Dataset extract START

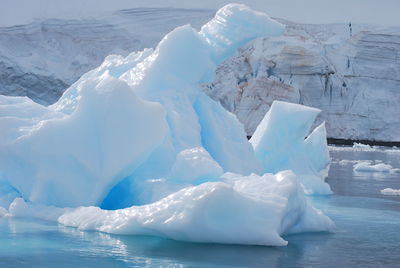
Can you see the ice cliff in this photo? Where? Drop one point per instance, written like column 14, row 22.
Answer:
column 136, row 147
column 350, row 72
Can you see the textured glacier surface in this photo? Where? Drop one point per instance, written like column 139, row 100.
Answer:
column 283, row 141
column 137, row 134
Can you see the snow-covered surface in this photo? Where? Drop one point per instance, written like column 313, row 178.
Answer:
column 41, row 59
column 390, row 191
column 369, row 166
column 308, row 11
column 241, row 210
column 351, row 73
column 351, row 76
column 140, row 131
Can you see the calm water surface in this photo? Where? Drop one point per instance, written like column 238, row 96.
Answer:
column 367, row 234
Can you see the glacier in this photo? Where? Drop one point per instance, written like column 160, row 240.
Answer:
column 136, row 147
column 350, row 73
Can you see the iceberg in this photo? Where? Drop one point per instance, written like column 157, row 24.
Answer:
column 283, row 141
column 135, row 147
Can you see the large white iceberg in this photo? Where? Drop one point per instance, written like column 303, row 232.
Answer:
column 138, row 135
column 283, row 141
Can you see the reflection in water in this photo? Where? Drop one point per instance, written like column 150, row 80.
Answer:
column 367, row 234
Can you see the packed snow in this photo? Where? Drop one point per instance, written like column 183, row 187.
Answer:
column 369, row 166
column 137, row 134
column 390, row 191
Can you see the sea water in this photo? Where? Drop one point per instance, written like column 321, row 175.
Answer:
column 367, row 233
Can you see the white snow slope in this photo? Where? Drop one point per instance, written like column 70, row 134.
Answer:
column 137, row 134
column 351, row 73
column 353, row 79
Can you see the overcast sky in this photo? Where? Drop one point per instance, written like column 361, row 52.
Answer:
column 385, row 12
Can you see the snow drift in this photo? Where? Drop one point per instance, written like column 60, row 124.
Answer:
column 139, row 135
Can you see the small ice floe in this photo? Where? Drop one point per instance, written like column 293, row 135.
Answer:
column 369, row 166
column 3, row 212
column 390, row 191
column 346, row 162
column 360, row 145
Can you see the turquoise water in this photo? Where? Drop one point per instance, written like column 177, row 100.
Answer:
column 367, row 234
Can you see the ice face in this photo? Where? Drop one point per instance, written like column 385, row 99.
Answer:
column 74, row 159
column 280, row 143
column 253, row 209
column 139, row 134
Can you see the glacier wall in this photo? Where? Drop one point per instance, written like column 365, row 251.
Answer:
column 349, row 72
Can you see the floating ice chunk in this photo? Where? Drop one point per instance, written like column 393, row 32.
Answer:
column 360, row 145
column 245, row 210
column 368, row 166
column 195, row 165
column 390, row 191
column 279, row 143
column 7, row 193
column 76, row 159
column 3, row 212
column 254, row 210
column 19, row 208
column 139, row 130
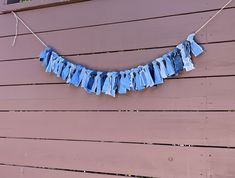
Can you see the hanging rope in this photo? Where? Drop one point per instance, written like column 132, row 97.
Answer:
column 206, row 23
column 18, row 18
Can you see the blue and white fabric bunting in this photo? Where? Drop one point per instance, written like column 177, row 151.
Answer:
column 137, row 78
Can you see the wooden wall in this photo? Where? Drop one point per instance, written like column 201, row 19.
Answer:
column 182, row 129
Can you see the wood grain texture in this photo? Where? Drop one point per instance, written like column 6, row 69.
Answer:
column 133, row 35
column 25, row 172
column 183, row 94
column 148, row 160
column 106, row 11
column 196, row 109
column 188, row 128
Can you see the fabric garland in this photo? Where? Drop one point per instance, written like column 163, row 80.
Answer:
column 137, row 78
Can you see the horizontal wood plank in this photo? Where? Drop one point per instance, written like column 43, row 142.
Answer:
column 183, row 94
column 133, row 35
column 26, row 172
column 212, row 63
column 188, row 128
column 145, row 160
column 106, row 11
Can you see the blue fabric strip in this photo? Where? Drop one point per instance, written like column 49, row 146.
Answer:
column 137, row 78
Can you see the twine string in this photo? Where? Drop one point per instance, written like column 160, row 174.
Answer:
column 19, row 19
column 206, row 23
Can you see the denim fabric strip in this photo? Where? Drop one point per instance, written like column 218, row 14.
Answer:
column 86, row 78
column 149, row 80
column 163, row 70
column 76, row 76
column 177, row 60
column 72, row 70
column 139, row 80
column 195, row 48
column 132, row 79
column 108, row 87
column 185, row 54
column 59, row 66
column 51, row 62
column 45, row 56
column 157, row 76
column 169, row 65
column 124, row 82
column 96, row 87
column 91, row 81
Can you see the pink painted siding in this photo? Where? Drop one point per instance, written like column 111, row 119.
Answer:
column 182, row 129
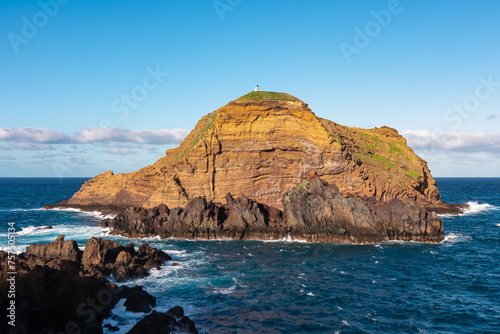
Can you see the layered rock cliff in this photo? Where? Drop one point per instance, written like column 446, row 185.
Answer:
column 260, row 145
column 313, row 211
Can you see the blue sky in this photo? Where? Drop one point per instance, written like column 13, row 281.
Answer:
column 94, row 85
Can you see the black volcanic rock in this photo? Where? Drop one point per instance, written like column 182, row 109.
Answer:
column 316, row 211
column 59, row 289
column 103, row 257
column 138, row 300
column 240, row 218
column 164, row 323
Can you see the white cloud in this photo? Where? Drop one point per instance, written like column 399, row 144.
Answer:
column 158, row 137
column 116, row 150
column 22, row 138
column 33, row 135
column 453, row 141
column 31, row 146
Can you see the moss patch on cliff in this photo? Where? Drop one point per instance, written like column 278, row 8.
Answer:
column 266, row 96
column 413, row 174
column 209, row 124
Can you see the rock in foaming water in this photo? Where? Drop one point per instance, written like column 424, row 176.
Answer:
column 59, row 287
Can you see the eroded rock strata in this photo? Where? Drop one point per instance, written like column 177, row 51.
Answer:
column 260, row 145
column 61, row 289
column 313, row 211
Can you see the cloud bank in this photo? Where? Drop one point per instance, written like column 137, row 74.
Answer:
column 453, row 141
column 41, row 138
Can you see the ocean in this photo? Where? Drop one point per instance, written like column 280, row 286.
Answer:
column 233, row 286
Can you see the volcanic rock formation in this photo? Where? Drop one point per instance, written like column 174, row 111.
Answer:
column 61, row 289
column 314, row 211
column 260, row 145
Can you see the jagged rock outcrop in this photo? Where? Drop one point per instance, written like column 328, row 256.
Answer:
column 314, row 211
column 172, row 321
column 317, row 211
column 240, row 218
column 56, row 294
column 260, row 145
column 103, row 257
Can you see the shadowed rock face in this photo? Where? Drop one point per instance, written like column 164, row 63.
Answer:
column 261, row 149
column 314, row 211
column 59, row 287
column 318, row 212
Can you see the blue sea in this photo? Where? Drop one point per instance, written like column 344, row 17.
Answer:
column 296, row 287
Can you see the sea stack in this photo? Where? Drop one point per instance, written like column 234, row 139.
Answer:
column 261, row 145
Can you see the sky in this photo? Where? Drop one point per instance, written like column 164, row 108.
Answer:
column 88, row 86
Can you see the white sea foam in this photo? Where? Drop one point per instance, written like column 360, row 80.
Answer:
column 95, row 214
column 452, row 238
column 473, row 208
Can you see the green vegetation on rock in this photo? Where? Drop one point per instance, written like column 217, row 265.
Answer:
column 289, row 156
column 199, row 136
column 267, row 96
column 303, row 185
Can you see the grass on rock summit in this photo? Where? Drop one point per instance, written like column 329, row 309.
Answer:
column 267, row 96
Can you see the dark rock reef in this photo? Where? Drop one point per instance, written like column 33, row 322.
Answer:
column 61, row 289
column 313, row 211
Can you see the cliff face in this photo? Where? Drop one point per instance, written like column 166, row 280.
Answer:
column 260, row 145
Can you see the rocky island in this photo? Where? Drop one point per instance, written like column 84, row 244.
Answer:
column 293, row 174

Dataset extract END

* **Task goal**
Print the data above verbatim from the first line through the line holding "Can you see the snow-covered", leaving every picture out.

* **Task answer**
Can you see the ice cliff in this photo? Where? Drop one point per instance, written like column 14, row 22.
Answer:
column 136, row 147
column 350, row 72
Can you see the textured glacier surface in this photo? Where? Drop one point per instance, written like column 139, row 100.
Answer:
column 283, row 141
column 137, row 134
Can you see the snow-covered surface in this photo? Where? Drop one point per instance, written like column 313, row 178.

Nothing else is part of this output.